# [Task requirements]
1. In the passage on HIV and accelerated aging, what is the accelerated aging of immune system cells in people with HIV called?
2. Write the next part of the passage on HIV and accelerated aging, picking up after its final sentence.

# [Excerpt provided]
····················

Experts have noted for some time that people older than 50 tend to have faster disease progression and poorer immune recovery when they become infected with HIV than people who become infected at a younger age. Moreover, evidence is mounting that a host of diseases that typically strike the elderly—such as cardiovascular disease and certain cancers—are occurring at much higher rates in people with HIV and at a younger age. All of this has led scientists to question whether HIV might be leading to accelerated aging.
One theory to explain at least some of these phenomena is accelerated aging of immune system cells in people with HIV, a condition called “immune senescence.” When people get older, and their cells have reproduced for many generations, the tips of their mitochondrial DNA—a snippet of the DNA called telomeres—become shorter and more ragged, much like the worn caps at the ends of used shoelaces. When telomeres degrade like this, the cells don’t function or reproduce well. This can cause the body to destroy those cells. It can also lead those cells to become cancerous.

····················

# [Given data]
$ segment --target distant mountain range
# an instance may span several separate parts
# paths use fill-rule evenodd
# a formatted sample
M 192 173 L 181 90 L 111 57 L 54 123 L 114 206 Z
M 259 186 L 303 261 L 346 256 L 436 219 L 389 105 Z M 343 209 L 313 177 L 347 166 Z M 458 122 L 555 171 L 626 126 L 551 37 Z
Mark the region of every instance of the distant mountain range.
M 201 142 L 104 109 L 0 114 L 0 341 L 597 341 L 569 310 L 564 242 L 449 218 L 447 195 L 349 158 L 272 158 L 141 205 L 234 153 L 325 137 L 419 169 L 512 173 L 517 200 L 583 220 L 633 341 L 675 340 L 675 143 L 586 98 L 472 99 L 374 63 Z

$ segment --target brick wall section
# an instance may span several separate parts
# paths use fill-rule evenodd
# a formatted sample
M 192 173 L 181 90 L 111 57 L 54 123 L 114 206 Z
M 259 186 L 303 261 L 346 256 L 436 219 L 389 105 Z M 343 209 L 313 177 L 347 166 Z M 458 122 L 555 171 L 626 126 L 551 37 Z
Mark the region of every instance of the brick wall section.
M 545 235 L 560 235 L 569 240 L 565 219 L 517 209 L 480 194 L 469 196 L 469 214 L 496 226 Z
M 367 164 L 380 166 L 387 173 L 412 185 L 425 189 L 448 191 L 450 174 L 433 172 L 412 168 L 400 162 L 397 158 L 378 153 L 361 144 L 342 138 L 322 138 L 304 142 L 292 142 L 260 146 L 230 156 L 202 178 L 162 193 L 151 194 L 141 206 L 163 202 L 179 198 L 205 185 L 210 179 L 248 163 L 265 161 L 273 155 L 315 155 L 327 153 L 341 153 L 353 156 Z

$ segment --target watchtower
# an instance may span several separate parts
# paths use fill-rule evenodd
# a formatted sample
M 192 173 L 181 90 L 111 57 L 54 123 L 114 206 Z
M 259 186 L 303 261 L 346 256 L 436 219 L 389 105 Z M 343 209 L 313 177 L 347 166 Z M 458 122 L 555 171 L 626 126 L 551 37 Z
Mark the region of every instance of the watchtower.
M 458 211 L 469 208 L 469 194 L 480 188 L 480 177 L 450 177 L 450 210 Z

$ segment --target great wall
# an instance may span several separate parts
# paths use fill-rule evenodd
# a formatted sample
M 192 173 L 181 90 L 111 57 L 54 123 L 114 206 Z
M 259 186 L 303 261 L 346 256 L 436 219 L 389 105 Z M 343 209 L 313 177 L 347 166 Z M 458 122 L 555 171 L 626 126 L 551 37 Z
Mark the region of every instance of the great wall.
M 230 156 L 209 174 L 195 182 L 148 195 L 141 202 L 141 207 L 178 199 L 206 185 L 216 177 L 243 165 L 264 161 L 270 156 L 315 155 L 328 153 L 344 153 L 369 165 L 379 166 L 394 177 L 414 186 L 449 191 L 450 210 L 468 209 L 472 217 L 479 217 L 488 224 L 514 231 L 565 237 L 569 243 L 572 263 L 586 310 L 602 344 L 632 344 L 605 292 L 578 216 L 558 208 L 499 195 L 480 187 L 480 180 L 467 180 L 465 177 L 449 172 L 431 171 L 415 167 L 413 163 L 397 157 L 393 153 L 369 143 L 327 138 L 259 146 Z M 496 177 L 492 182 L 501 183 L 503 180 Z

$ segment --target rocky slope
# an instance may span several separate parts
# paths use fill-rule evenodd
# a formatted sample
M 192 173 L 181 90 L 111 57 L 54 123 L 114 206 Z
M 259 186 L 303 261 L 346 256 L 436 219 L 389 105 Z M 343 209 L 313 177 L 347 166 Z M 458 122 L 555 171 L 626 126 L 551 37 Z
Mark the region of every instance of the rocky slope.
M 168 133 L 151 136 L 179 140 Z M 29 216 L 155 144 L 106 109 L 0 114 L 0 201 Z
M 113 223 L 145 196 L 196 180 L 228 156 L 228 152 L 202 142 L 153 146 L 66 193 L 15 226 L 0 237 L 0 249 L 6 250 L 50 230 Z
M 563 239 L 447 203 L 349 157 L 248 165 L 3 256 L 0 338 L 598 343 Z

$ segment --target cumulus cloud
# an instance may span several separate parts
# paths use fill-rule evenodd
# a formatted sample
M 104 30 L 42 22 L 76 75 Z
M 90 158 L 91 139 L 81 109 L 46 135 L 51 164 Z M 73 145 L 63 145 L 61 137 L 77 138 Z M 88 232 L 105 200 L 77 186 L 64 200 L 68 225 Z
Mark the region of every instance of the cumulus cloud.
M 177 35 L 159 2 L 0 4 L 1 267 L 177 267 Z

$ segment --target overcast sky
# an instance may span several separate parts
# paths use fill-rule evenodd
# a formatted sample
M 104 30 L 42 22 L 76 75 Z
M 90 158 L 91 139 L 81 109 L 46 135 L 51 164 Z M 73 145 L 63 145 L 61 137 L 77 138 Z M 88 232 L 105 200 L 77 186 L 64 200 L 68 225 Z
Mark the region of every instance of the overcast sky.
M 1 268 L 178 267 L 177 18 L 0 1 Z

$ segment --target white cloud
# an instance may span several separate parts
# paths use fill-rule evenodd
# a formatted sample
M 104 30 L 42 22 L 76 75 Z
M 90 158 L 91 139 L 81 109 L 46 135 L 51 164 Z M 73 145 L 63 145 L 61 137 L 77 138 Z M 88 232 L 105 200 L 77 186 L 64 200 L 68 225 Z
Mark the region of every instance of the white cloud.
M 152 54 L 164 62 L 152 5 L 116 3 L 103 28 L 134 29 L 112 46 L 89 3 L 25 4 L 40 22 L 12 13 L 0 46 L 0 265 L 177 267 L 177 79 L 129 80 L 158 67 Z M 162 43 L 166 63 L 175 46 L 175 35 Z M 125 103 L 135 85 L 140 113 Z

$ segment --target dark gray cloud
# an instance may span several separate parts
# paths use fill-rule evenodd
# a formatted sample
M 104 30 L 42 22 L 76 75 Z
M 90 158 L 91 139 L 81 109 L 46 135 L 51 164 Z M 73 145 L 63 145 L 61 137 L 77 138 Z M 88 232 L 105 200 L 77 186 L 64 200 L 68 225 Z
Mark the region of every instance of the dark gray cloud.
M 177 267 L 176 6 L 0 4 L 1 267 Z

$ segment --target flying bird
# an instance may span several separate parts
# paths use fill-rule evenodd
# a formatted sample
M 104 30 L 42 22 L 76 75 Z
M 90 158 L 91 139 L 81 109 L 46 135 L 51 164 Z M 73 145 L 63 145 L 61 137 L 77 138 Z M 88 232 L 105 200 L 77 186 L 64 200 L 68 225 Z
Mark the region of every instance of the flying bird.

····················

# [Answers for the exercise]
1. It is called "immune senescence."

2.
To further illuminate what is happening with telomeres in HIV-positive people, Tammy Rickabaugh, PhD, and Beth Jamieson, PhD, from UCLA, and their colleagues looked at the effect of telomere length on people’s ability to produce and preserve naive CD4 cells—cells that had not previously encountered any pathogens and thus act as a reserve against future infections and cancers.
Rickabaugh’s team looked at the telomeres of four groups of people: One group consisted of HIV-negative people ages 19 to 30; one group consisted of HIV-positive people ages 20 to 32; and a third group included HIV-positive people ages 39 to 58. A fourth group was culled from a separate study and consisted of people with HIV who had been on ARV treatment for two years and whose therapy had successfully kept their HIV under control.
The team found that in the two groups of younger people, the HIV-positive group had much shorter telomeres than the HIV-negative group. In fact, the HIV-positive participants’ telomeres were as short as that typically found in people who are 20 to 30 years older.
In the older participants, Rickabaugh and her colleagues found that shorter telomeres were associated with low numbers of the type of immune cells needed to mount and sustain an adequate response to HIV and other diseases. The authors suggest this could explain why people who become infected at an older age have a quicker progression to AIDS, in the absence of treatment, and also why they tend to have poorer recovery of CD4 cells after starting ARV therapy.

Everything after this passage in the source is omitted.